[[ Document extract, beginning ]]
OLYMPIA — A pair of key Washington lawmakers, one from a new generation and one from the old guard, won’t run for reelection this year.

First, the old guard: Washington Sen. Tim Sheldon, the longest-serving active member of the Legislature and a conservative Democrat who in recent years has crossed the aisle to work with Republicans, is retiring.

In an interview Wednesday evening, Sheldon, 75, said he would make a formal announcement Thursday, the last day of the legislative session.

“It’s kind of time to put the gavel on the shelf,” said Sheldon, who lives in Potlatch, Mason County. “I’ve enjoyed it, it’s been a great experience for me.”

First elected to the House in 1990 before moving to the Senate later that decade, Sheldon represents the 35th legislative district, one of the more rural stretches of Western Washington.

Sheldon has long had an independent streak. In 2013, he and a pair of other Democrats broke away to write a budget with Republicans, and went on to cross the aisle that allowed the GOP to assemble a Senate majority between 2014 and 2017. Sheldon has since been scorned by Democratic Party officials.


Still, he has sided with Democrats on some key issues. Last year, he voted for the final version of a carbon cap-and-trade program, a major climate change priority for Democrats and Gov. Jay Inslee. In 2014, Sheldon voted for the bill that became known as the Washington Dream Act, which expanded state financial aid for college students without legal status.

In one last act of scrambling expectations, Sheldon said he will vote Thursday in favor of Democrats’ new supplemental operating budget and transportation package.

Sheldon counted among his accomplishments the $3 million in funding a few years ago to clean the Capitol dome, which restored the surface after it had become darkened over time.

At the same time, Sheldon said he regretted his opposition in earlier years to bills geared at advancing equity for LGBTQ communities. The senator was one of those who in 2012 opposed the bill that ultimately legalized gay marriage in Washington.

“I’ve tried to make up for it in my voting the last few years. … I think I’ve been educated a lot by my daughter and my wife,” Sheldon said.

Rep. Drew MacEwen, a Republican from Union, also in the 35th legislative district, announced his bid for Sheldon’s seat Thursday.


“The legislature functions best when it is balanced,” MacEwen said in a statement. “I believe we can win the majority in the senate and return our state to a balance that is more in touch not only with the citizens of the 35th district but our state as a whole.”

Sheldon’s retirement comes in the latest wave of House and Senate departures. Rep. Laurie Dolan, D-Olympia, announced last month that she wouldn’t run for election again.

And on Wednesday, Rep. Jesse Johnson, a Democrat from Federal Way who last year shepherded two of the biggest policing reform laws, announced he also wouldn’t run for reelection.

Appointed in January 2020 to the 30th legislative district seat, Johnson was among a wave of younger and more diverse Democratic lawmakers to come into office in recent years. Before his appointment, Johnson, now 32, was the youngest Federal Way City Council member in its history.

Johnson quickly came into the spotlight after the protests against the killings of George Floyd, Manuel Ellis and others at the hands of police. Democratic lawmakers tapped him to help craft a package of what would become a dozen bills to change law enforcement in the state.

He sponsored perhaps the two biggest of those laws. House Bill 1054, which banned law enforcement from using chokeholds, neck restraints and no-knock warrants, and restricted the use of tear gas. Meanwhile House Bill 1310 defined and limited officers’ use of deadly force.


This year, Johnson worked on tweaks to those laws, including a bill signed Friday by Inslee to make clear that law enforcement can still respond and take action during calls for people in a mental health crisis.

In a statement, Johnson said he was not running again to allow him to focus more on his family, including his 6-month-old child and a wife in medical school.

“I only know one way to serve in elected office, which is to give my 110% and I cannot make that commitment with another term,” Johnson said in prepared remarks. “After serving during a pandemic, unprecedented economic challenges and racial reckoning, I have given my full self to this work to pass policy to help people and bring funding to my district.”

Johnson, who is Black, added, “I have always wanted to show young people and people of color in my community that you can be in this position and that representation matters.”

The announcements are the latest in a wave of retirements, which also include Sens. Reuven Carlyle and David Frockt, both Democrats from Seattle.
[[ Document extract, end ]]
[[ Material provided, beginning ]]
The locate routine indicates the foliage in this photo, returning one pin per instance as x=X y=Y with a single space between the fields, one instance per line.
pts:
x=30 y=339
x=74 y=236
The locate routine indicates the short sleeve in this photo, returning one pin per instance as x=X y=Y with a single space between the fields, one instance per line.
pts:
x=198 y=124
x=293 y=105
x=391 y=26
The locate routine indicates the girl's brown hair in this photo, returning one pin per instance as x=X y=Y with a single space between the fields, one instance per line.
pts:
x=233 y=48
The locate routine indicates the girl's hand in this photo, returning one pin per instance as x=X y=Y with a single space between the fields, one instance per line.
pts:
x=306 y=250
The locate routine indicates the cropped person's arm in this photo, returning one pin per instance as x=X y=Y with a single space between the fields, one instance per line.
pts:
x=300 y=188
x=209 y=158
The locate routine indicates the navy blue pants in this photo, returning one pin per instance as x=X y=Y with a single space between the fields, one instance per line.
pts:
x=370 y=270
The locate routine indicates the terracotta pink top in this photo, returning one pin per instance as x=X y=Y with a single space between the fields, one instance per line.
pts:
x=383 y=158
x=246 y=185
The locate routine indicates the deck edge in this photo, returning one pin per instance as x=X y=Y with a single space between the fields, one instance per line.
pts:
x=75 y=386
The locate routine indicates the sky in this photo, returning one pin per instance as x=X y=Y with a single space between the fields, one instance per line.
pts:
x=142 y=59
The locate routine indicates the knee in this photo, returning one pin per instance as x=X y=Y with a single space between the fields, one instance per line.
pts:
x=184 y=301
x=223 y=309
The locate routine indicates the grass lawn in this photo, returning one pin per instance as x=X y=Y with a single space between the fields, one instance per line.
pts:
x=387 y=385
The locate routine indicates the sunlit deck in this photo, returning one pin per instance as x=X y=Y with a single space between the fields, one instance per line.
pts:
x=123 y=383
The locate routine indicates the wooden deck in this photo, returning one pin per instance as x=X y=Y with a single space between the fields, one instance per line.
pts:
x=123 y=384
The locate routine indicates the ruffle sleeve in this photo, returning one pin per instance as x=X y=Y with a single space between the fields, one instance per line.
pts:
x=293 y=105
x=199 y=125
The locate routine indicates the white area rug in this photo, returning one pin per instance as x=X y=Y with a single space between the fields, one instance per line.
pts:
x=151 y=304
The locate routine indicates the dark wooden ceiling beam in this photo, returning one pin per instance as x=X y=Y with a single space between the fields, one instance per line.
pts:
[[ Material provided, end ]]
» **Required work**
According to the news article, in what year was Tim Sheldon first elected to the House? These items are separate material, not part of the news article.

» **Your response**
He was first elected to the House in 1990.